Task statement = With both ends included, transcribe exactly the records below from their first line to the line that contains "294L170 311H180L182 295L162".

Materials provided =
# # # #

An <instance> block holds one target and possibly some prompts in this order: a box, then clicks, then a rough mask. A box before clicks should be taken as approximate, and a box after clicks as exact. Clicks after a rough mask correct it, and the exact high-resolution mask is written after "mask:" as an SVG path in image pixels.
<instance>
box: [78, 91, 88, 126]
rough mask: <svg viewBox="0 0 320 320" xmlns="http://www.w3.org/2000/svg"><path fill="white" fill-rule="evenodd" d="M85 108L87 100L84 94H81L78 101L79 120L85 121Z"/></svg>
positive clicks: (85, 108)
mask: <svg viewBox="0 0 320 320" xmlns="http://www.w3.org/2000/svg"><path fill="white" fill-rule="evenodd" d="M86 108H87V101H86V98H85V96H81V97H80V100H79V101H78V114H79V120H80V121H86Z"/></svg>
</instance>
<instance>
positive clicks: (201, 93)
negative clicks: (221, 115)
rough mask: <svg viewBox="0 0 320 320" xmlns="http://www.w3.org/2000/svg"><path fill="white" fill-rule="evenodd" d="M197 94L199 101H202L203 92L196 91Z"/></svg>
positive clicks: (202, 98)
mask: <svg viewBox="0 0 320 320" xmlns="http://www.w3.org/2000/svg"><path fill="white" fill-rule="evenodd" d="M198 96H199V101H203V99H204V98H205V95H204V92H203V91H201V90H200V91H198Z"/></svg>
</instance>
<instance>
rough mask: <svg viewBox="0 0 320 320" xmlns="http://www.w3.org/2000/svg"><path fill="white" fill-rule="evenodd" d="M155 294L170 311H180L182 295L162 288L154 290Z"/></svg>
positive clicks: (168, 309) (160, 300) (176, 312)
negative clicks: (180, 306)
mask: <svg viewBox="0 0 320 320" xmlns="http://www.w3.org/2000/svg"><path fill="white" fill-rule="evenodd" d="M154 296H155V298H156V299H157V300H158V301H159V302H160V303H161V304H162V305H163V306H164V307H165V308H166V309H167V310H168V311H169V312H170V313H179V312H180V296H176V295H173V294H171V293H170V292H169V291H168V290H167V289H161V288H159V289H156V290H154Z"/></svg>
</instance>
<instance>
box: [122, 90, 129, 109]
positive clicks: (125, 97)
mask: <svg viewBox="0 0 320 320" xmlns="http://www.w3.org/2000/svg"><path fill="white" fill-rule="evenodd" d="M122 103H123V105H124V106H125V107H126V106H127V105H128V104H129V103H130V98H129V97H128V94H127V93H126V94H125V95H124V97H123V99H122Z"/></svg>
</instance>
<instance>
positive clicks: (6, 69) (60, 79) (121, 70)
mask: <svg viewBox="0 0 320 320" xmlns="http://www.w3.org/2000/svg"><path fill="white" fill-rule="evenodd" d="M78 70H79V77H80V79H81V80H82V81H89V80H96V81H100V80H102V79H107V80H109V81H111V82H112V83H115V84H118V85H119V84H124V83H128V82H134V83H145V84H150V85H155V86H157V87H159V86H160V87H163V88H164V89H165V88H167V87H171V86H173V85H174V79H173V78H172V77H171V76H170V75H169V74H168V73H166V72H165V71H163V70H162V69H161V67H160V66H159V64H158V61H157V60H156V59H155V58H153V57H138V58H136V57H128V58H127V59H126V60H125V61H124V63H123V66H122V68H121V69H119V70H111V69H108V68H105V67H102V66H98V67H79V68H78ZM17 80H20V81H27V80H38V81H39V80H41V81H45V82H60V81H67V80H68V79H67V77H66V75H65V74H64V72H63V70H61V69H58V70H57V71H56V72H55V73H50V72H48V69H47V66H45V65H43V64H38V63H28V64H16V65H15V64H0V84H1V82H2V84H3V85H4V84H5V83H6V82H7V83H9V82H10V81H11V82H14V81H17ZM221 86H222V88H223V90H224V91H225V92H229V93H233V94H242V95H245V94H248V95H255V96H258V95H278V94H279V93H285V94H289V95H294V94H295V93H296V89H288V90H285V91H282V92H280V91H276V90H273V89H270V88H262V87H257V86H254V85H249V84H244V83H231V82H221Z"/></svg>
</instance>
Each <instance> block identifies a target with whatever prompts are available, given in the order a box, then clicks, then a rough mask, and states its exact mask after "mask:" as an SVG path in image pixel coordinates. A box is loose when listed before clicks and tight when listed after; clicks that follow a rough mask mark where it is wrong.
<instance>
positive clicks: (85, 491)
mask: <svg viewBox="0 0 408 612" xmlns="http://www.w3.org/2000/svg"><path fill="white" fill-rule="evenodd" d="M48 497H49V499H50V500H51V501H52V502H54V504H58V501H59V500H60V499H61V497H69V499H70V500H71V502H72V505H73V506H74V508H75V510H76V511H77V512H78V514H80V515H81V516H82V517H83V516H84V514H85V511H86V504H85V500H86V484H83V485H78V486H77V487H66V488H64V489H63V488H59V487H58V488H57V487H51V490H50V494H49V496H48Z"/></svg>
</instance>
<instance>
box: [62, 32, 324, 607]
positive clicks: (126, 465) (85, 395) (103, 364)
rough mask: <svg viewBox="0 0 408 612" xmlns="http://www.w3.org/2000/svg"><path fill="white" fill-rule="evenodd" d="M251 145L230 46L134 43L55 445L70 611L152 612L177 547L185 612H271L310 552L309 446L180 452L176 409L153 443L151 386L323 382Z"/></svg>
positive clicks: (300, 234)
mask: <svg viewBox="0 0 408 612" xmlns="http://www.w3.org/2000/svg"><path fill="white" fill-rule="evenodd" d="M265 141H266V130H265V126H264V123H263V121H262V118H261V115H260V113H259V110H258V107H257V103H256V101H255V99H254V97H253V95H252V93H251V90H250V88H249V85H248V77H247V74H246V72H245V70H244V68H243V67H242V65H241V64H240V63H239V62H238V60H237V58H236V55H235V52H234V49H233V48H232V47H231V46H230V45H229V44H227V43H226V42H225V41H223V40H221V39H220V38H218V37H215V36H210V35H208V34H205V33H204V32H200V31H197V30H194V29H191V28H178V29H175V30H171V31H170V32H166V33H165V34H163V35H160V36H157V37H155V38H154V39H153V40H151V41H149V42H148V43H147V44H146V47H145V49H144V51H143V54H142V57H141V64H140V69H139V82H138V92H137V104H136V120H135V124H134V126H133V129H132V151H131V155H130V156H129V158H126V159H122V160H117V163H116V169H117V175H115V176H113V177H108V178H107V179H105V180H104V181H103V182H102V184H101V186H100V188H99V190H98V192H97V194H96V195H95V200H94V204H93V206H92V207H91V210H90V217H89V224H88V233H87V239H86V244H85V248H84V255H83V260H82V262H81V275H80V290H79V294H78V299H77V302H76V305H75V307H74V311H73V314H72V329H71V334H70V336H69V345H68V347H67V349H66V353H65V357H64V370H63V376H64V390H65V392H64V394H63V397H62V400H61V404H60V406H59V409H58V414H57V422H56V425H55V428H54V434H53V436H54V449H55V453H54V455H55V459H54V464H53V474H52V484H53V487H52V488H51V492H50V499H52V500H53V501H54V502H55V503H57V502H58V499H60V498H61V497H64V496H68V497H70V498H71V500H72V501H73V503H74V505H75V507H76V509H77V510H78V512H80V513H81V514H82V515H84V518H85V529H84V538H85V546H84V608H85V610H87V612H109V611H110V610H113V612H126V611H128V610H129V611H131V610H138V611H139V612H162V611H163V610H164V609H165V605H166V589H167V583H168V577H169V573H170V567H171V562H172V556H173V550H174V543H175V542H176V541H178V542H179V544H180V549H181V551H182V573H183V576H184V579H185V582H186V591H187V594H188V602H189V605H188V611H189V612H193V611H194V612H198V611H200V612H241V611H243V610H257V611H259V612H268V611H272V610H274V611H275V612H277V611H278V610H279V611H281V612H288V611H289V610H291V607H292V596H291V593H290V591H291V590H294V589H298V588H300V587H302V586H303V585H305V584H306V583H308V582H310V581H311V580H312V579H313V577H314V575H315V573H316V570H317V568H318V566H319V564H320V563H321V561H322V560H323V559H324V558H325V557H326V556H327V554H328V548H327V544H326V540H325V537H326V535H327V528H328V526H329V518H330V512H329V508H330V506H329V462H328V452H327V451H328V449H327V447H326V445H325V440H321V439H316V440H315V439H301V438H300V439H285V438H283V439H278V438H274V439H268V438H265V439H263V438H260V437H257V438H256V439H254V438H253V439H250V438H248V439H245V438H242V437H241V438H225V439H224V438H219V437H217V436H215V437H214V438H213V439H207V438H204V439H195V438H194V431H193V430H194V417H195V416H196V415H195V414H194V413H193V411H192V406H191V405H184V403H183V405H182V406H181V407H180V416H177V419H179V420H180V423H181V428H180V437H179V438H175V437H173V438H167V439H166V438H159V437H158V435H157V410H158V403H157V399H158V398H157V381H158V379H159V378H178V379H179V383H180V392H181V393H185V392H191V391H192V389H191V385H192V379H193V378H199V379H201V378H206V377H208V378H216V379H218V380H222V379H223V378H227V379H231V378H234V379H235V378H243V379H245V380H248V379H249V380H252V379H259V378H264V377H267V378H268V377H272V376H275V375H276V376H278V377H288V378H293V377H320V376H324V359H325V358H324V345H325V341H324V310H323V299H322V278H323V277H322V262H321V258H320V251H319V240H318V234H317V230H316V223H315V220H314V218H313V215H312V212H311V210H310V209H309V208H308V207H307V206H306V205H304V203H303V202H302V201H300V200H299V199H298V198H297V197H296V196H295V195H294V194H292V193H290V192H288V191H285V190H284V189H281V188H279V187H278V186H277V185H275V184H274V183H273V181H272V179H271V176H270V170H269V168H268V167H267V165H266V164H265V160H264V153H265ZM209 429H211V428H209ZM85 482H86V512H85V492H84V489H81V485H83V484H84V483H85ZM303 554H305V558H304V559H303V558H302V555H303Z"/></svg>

# # # #

Completed exercise =
An <instance> block holds one target and possibly some prompts in this order: a box, then clicks, then a rough mask. A box before clicks should be taken as approximate, and a box after clicks as exact. Clicks after a rough mask correct it, and the exact high-resolution mask is written after "mask:" as an SVG path in image pixels.
<instance>
box: [78, 91, 88, 126]
rough mask: <svg viewBox="0 0 320 320" xmlns="http://www.w3.org/2000/svg"><path fill="white" fill-rule="evenodd" d="M85 108L87 100L84 94H81L78 101L79 120L85 121Z"/></svg>
positive clicks: (85, 108)
mask: <svg viewBox="0 0 320 320" xmlns="http://www.w3.org/2000/svg"><path fill="white" fill-rule="evenodd" d="M86 108H87V101H86V98H85V96H81V97H80V100H79V101H78V114H79V120H80V121H86Z"/></svg>
</instance>
<instance>
positive clicks: (201, 93)
negative clicks: (221, 115)
rough mask: <svg viewBox="0 0 320 320" xmlns="http://www.w3.org/2000/svg"><path fill="white" fill-rule="evenodd" d="M197 94L199 101H202L203 92L196 91Z"/></svg>
positive clicks: (202, 98)
mask: <svg viewBox="0 0 320 320" xmlns="http://www.w3.org/2000/svg"><path fill="white" fill-rule="evenodd" d="M198 96H199V101H203V99H204V98H205V95H204V92H203V91H201V90H200V91H198Z"/></svg>
</instance>
<instance>
rough mask: <svg viewBox="0 0 320 320" xmlns="http://www.w3.org/2000/svg"><path fill="white" fill-rule="evenodd" d="M155 294L170 311H180L182 295L162 288L154 290Z"/></svg>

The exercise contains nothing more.